▶ _Problem set_:
(1) Outside the URL line, list every person, company, publication, event, and product that the article on EMF radiation names.
(2) Write out the EMF radiation article word for word, starting at "Feb 13 2007" and ending at "compromise their health.".
(3) Continue the article on EMF radiation and mobile phones from its final paragraph.

▶ _Page text_:

Thursday, February 15, 2007

Is EMF radiation the cigarette of the 21st century?

EMF radiation the cigarette of the 21st century?

By David Benjamin, Courtesy of EE Times

Feb 13 2007 (15:53 PM)

URL: http://www.embedded.com/showArticle.jhtml?articleID=197006088

BARCELONA, Spain — In arguing for widespread adoption of its new My Wi-Guard technology to protect mobile phone users from the dangers of electro-magnetic field (EMF) radiation, James Lawler, CEO of EMX Corp. and Exradia Ltd. told the 3GSM World Congress that 40 percent of consumers believe this form of radiation might compromise their health.

Lawler acknowledged that research on the effects of EMF radiation remains controversial, but cited a series of warnings from scientific groups that ignoring the proven physiological alterations caused by EMF could harm consumers and cripple the electronics industry. EMF, he said, "could be the cigarette of the 21st century."

▶ _Information supplied_:
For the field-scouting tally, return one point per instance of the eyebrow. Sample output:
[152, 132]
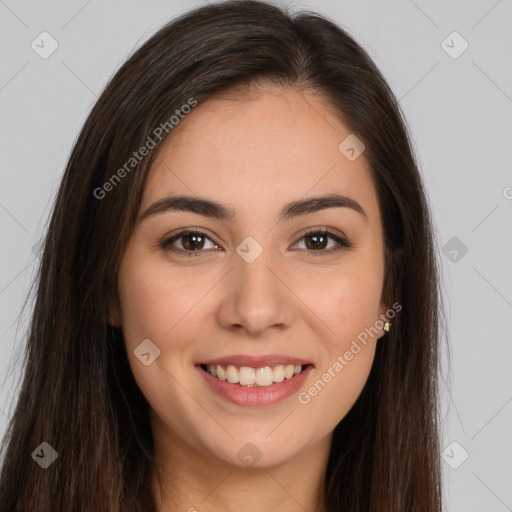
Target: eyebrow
[213, 209]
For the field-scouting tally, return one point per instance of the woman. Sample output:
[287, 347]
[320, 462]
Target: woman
[237, 304]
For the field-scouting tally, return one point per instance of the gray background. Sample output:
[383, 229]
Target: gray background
[459, 112]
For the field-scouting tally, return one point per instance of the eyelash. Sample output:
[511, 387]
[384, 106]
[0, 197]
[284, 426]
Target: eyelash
[166, 244]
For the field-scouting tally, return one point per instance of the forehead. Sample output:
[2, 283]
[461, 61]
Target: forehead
[273, 143]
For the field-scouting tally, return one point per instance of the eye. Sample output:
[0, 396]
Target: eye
[192, 241]
[316, 242]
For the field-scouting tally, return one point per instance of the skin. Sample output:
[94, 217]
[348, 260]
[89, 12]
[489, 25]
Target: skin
[255, 153]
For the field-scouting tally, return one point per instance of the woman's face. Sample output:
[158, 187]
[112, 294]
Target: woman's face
[253, 290]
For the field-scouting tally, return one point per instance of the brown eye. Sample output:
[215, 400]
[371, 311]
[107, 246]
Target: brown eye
[317, 242]
[192, 242]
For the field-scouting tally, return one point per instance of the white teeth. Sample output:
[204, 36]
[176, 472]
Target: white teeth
[264, 376]
[279, 373]
[289, 370]
[246, 376]
[232, 374]
[250, 377]
[221, 374]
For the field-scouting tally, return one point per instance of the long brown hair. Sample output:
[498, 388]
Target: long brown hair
[78, 393]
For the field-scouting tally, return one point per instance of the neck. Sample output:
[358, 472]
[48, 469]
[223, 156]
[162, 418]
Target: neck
[198, 482]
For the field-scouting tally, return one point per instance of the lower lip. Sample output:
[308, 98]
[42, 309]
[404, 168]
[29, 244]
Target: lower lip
[256, 396]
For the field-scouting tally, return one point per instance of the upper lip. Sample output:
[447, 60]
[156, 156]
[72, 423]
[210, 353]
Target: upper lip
[256, 361]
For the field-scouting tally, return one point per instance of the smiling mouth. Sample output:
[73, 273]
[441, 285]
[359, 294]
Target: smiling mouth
[245, 376]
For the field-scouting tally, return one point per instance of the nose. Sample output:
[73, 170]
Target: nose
[256, 297]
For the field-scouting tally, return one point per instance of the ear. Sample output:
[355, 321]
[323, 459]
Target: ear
[383, 308]
[114, 314]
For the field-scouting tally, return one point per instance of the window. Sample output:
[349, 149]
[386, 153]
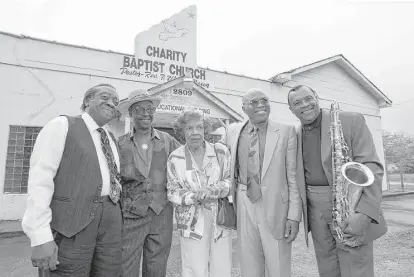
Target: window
[19, 149]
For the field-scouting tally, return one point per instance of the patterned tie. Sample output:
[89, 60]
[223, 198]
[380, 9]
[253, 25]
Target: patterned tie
[115, 190]
[253, 168]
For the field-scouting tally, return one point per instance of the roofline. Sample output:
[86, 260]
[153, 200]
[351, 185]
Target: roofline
[22, 36]
[286, 76]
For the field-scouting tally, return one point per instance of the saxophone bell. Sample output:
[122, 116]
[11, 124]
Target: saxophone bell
[356, 177]
[357, 174]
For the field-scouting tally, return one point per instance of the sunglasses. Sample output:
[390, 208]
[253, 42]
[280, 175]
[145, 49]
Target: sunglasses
[142, 110]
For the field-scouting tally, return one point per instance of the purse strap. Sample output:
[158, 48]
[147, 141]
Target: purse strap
[220, 161]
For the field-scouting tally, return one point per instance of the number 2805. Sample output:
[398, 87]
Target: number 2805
[182, 92]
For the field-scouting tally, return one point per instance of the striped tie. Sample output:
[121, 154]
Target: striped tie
[253, 168]
[115, 190]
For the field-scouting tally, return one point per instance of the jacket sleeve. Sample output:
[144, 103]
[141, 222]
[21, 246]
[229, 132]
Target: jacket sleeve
[222, 187]
[363, 151]
[295, 201]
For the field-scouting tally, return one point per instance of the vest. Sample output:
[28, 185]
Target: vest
[139, 192]
[78, 182]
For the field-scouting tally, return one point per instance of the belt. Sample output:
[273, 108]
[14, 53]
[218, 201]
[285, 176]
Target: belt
[241, 187]
[102, 199]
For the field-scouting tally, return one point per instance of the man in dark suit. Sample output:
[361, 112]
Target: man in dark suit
[314, 177]
[147, 213]
[73, 217]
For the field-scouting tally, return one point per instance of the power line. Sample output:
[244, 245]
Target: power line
[403, 102]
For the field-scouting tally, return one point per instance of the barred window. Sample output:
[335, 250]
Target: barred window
[19, 149]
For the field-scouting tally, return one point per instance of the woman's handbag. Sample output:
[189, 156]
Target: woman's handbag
[226, 215]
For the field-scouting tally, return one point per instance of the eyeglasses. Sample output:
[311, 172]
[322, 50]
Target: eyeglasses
[255, 102]
[142, 110]
[306, 101]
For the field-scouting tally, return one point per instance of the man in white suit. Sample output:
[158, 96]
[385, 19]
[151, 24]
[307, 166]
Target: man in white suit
[266, 196]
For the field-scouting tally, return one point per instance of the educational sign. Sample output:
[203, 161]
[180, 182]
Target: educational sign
[167, 51]
[178, 99]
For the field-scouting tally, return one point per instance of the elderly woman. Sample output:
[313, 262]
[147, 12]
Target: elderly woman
[198, 174]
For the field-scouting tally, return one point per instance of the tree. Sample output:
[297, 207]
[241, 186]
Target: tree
[399, 150]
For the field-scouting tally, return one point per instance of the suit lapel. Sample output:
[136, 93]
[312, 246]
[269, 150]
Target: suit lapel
[272, 137]
[326, 145]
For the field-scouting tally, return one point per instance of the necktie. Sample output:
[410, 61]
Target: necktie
[253, 168]
[115, 190]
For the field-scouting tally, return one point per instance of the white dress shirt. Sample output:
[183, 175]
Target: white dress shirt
[44, 163]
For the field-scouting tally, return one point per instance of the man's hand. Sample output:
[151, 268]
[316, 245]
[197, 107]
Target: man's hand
[356, 225]
[291, 230]
[44, 256]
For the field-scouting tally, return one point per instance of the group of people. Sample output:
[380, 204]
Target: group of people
[100, 206]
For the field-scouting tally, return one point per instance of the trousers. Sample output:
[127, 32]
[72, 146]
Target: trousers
[96, 250]
[259, 252]
[148, 237]
[334, 261]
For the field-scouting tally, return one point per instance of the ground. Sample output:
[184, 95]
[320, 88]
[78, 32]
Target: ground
[394, 252]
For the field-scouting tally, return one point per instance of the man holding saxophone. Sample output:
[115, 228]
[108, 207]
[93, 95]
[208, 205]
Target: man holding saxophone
[347, 251]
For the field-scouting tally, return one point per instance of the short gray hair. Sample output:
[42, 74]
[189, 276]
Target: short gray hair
[180, 122]
[90, 93]
[298, 87]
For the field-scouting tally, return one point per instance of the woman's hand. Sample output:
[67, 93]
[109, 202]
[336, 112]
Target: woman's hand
[202, 195]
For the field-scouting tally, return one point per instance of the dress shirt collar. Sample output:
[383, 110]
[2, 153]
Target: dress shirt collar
[261, 128]
[154, 133]
[315, 124]
[90, 122]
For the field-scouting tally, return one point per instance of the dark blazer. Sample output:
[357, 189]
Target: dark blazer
[361, 149]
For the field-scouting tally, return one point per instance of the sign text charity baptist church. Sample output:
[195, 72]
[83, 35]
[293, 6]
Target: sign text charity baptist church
[167, 51]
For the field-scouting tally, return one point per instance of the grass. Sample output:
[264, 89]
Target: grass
[393, 256]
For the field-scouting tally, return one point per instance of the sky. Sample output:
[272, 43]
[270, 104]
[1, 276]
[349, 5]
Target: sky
[255, 38]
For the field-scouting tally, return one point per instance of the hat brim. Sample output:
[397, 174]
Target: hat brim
[125, 104]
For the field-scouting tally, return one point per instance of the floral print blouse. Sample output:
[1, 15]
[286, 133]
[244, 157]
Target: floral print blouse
[184, 178]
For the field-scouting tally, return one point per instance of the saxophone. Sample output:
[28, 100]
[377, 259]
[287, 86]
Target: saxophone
[349, 179]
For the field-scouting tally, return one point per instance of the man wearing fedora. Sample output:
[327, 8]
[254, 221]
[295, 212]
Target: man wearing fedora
[147, 213]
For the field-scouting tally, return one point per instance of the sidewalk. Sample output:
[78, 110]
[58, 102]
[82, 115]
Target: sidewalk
[13, 228]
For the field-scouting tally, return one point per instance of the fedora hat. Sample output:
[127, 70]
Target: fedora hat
[136, 96]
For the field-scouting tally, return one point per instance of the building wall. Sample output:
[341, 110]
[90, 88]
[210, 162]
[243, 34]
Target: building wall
[41, 80]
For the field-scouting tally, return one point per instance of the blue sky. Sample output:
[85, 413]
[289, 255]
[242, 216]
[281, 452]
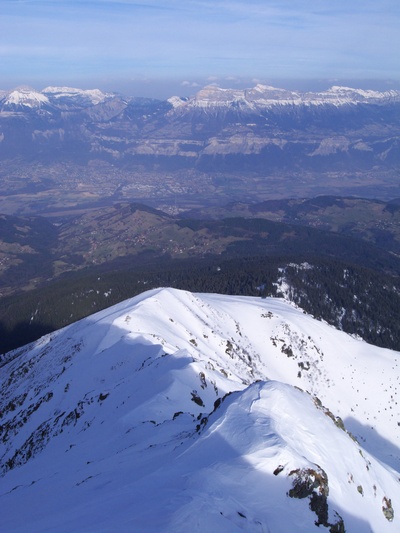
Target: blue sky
[161, 47]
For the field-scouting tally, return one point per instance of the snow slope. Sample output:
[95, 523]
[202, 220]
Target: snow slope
[175, 410]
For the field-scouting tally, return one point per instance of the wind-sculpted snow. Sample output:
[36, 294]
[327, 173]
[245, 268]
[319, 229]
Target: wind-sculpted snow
[175, 410]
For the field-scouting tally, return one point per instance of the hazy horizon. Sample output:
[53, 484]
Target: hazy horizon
[157, 48]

▶ _Results of the tasks_:
(1) David Benjamin, EE Times, James Lawler, EMX Corp., Exradia Ltd., 3GSM World Congress, My Wi-Guard

(2)
Feb 13 2007 (15:53 PM)

URL: http://www.embedded.com/showArticle.jhtml?articleID=197006088

BARCELONA, Spain — In arguing for widespread adoption of its new My Wi-Guard technology to protect mobile phone users from the dangers of electro-magnetic field (EMF) radiation, James Lawler, CEO of EMX Corp. and Exradia Ltd. told the 3GSM World Congress that 40 percent of consumers believe this form of radiation might compromise their health.

(3)
Exradia's technology, confirmed as effective in neutralizing EMF radiation by some 30 peer-reviewed studies in the United States and Europe, responds to the fact that pulsed electromagnetic energy generated by electronic devices causes stress to the human body. Medical research has indicated that pulsed EMF radiation increases breaks in DNA sequences and inhibits the body's ability to repair those breaks—although there is disagreement over whether such DNA breaks represent a genuine long-term danger.

Exradia's My Wi-Guard, which is already offered as an option in Nokia's 6230i handset, essentially jams the pulsed EMF signals at the sources, overlaying them with the harmless random electromagnetic "noise" that occurs in nature.

Questioned about the necessity of adding another chip and more cost to handsets, Lawler said that taking the precaution, to "protect people" is worth the extra cost and effort, especially if it prevents the sort of liability catastrophe that the construction industry suffered over asbestos. "I think the evidence is there. I think some people in the industry have an ostrich strategy," he said. "This is one of the learning points we should learn from other industries. Why wait?"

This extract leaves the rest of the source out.